Every line below that holds the string "tree" should be copied out.

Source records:
# # # # #

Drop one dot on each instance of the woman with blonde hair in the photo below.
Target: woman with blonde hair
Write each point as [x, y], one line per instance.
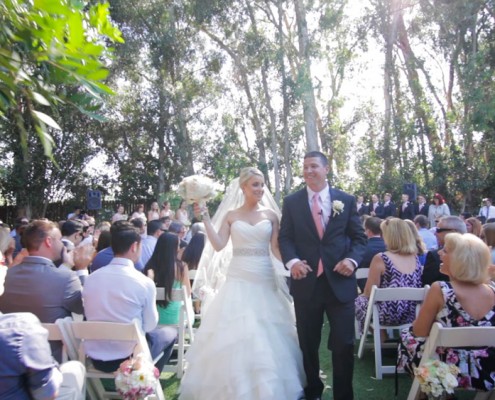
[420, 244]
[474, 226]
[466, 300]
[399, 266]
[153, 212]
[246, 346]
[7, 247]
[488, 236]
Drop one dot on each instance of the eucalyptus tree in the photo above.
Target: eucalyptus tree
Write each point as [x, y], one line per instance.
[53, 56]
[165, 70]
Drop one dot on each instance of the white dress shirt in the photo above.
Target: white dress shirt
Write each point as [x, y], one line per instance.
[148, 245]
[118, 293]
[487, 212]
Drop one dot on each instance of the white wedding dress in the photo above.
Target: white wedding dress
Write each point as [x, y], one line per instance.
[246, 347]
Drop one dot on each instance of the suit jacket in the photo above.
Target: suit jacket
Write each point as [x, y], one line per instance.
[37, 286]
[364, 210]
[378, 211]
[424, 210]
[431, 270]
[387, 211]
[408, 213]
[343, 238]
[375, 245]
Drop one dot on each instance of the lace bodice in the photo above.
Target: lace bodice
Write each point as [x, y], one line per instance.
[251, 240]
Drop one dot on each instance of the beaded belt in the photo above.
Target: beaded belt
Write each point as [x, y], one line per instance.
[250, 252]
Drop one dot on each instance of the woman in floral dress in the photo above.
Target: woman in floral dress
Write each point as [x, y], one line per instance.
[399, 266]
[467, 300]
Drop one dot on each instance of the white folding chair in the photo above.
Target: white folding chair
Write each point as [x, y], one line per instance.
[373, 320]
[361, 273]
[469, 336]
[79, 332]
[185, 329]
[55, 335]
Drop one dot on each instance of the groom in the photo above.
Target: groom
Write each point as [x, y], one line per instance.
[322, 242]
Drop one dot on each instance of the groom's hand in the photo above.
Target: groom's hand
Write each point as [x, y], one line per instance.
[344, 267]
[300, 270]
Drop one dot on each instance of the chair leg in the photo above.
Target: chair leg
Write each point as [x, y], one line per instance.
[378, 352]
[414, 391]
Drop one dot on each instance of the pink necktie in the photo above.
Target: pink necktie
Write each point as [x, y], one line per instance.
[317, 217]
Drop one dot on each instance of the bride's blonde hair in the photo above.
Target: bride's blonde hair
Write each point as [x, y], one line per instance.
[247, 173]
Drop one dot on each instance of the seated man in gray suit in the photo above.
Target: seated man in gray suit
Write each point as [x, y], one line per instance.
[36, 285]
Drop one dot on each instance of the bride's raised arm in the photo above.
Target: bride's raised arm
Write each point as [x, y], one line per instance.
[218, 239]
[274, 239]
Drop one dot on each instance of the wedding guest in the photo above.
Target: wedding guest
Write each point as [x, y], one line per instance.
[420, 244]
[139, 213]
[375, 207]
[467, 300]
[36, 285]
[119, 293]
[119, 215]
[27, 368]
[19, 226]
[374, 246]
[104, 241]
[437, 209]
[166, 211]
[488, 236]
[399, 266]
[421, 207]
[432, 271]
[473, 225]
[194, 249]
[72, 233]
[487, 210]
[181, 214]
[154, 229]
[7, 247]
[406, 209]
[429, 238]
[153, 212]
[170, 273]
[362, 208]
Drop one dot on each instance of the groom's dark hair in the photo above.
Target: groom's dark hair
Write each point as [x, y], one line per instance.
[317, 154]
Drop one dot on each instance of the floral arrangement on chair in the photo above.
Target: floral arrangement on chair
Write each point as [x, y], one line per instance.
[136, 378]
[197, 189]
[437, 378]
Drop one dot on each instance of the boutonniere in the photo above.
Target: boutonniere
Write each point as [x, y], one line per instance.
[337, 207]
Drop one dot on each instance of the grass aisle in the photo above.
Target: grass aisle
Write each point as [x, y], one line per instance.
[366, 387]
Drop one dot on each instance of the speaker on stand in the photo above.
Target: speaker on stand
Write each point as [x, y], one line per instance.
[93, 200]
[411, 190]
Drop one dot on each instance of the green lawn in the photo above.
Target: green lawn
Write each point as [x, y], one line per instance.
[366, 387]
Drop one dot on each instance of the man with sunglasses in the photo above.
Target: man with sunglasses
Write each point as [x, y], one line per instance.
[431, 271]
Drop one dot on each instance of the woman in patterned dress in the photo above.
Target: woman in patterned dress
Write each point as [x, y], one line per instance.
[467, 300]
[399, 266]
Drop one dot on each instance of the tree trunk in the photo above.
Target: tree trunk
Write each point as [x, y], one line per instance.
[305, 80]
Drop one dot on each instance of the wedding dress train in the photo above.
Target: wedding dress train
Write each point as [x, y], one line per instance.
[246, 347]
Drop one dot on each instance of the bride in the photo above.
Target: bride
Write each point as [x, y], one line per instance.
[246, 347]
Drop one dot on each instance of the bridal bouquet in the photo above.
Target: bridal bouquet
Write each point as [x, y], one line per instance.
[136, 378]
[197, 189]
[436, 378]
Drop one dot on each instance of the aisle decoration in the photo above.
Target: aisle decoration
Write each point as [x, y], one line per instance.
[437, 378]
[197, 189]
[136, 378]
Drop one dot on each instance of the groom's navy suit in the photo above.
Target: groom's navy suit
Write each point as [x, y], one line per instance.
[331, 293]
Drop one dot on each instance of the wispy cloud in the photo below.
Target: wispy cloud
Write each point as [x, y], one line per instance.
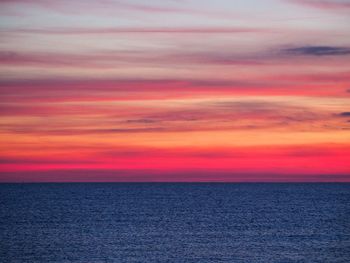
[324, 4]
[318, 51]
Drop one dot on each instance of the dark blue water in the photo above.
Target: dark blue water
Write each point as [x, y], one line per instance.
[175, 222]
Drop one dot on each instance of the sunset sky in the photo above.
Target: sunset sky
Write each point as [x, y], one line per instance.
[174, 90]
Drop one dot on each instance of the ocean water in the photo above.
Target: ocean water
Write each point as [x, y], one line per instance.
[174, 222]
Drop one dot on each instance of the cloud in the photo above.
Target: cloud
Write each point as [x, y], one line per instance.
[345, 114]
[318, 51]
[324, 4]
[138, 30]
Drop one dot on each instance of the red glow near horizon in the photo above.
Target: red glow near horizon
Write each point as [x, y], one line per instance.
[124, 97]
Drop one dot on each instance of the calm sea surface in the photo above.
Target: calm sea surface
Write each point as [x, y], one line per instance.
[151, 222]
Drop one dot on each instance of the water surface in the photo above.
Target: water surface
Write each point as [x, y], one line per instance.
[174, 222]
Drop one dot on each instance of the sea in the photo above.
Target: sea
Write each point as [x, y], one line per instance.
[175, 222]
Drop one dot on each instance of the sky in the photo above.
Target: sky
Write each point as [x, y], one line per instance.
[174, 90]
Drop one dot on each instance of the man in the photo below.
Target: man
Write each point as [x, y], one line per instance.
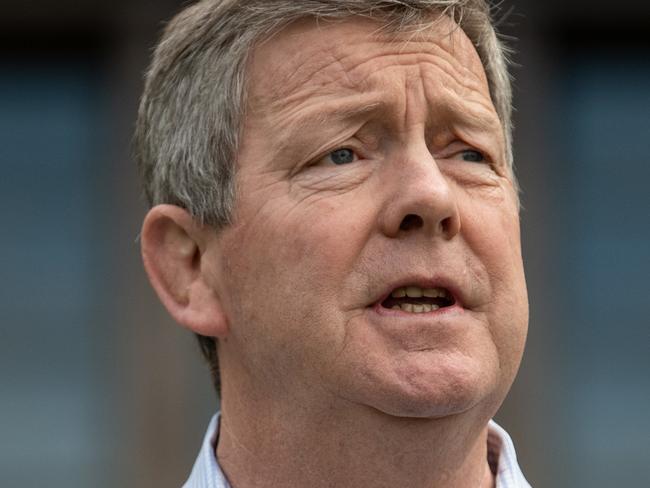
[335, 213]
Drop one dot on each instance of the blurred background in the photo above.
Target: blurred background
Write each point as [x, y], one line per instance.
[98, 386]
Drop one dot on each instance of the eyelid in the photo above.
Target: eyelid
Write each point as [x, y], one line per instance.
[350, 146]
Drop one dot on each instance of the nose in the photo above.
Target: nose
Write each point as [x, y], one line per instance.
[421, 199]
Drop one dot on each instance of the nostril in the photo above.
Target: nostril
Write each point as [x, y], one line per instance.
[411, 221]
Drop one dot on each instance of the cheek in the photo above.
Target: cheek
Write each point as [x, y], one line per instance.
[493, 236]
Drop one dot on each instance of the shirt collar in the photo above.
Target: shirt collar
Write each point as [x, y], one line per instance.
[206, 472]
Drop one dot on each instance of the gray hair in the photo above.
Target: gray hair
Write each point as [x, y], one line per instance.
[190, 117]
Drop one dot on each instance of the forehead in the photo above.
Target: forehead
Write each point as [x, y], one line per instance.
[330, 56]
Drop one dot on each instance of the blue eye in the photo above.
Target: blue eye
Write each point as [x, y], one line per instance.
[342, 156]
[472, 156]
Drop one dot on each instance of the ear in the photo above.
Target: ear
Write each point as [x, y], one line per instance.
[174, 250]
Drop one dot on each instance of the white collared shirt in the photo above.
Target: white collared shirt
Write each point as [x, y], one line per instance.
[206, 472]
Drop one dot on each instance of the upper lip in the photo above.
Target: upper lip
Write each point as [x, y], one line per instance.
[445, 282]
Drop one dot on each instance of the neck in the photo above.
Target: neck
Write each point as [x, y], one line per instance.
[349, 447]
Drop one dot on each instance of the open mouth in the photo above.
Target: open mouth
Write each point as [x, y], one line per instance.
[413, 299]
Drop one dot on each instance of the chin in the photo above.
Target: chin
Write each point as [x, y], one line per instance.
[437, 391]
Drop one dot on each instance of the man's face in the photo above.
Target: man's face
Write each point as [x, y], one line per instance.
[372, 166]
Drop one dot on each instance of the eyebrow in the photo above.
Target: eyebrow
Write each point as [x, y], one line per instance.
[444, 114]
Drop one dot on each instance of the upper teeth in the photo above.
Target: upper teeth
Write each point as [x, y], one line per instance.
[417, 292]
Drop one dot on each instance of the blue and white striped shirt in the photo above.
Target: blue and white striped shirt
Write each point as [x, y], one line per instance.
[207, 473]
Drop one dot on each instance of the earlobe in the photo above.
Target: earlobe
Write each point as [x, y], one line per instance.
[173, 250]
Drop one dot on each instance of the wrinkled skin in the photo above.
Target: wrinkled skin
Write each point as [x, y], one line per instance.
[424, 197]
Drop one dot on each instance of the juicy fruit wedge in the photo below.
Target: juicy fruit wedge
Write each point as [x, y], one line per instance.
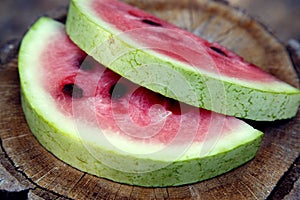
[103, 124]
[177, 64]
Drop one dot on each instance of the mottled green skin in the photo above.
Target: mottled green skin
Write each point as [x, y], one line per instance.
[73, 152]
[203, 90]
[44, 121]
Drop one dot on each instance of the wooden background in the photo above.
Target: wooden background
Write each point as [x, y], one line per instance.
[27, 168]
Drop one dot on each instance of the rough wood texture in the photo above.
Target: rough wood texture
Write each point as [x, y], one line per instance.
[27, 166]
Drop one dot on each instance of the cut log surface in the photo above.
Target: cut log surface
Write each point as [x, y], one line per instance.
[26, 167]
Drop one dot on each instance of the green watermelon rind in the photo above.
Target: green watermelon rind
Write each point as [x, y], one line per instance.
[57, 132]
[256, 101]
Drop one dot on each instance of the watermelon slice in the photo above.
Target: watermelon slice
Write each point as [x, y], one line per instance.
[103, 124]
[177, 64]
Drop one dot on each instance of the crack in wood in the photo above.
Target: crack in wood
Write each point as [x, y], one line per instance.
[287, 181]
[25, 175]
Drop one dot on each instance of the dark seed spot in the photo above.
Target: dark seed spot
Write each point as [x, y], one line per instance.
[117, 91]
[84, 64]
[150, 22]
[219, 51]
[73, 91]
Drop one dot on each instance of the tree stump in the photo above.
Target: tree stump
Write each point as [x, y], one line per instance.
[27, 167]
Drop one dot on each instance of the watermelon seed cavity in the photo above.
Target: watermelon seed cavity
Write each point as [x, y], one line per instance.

# # # # #

Exercise solution —
Drop one dot on each instance of the eucalyptus tree in the photo above.
Target: eucalyptus tree
Drop one dot on each instance of the tree trunk in the photo above.
Target: tree trunk
Drop one dot on each instance of the tree stump in the photo above.
Target: tree stump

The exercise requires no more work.